Task requirements >> Present the lines below as a Markdown table with two columns, Row for the row number and Line for the text of each line. Skip blank lines and leave the pictures out.

[[ Source data open ]]

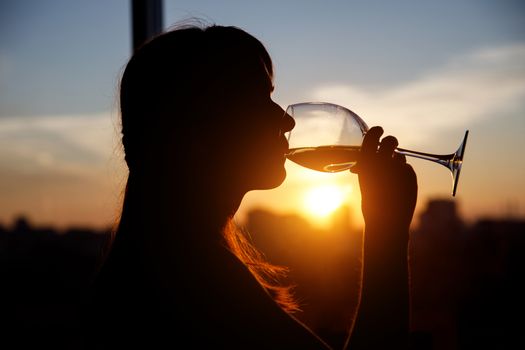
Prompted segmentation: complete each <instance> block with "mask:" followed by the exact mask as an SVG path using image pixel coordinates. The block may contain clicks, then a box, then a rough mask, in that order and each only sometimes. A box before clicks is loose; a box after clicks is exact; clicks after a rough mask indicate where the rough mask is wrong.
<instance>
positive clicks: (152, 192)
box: [123, 174, 244, 243]
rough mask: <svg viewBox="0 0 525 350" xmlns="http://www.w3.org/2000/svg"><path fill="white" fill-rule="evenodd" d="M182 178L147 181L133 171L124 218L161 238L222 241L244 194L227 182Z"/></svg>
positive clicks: (129, 187)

[[ Source data closed ]]

Answer box >>
| Row | Line |
|---|---|
| 1 | Prompted segmentation: complete each <instance> block with "mask:" followed by the exact mask as an SVG path using image pixel coordinates. The block may contain clicks, then a box, then a rough mask, in that order and each only sometimes. A box before clicks is loose; a box after clicks is exact; clicks after a rough mask indicate where the rough mask is wrong. |
| 2 | <instance> |
| 3 | positive clicks: (152, 192) |
| 4 | box: [123, 174, 244, 243] |
| 5 | rough mask: <svg viewBox="0 0 525 350" xmlns="http://www.w3.org/2000/svg"><path fill="white" fill-rule="evenodd" d="M182 178L147 181L133 171L124 218L161 238L222 241L244 194L227 182Z"/></svg> |
| 6 | positive clicks: (129, 187) |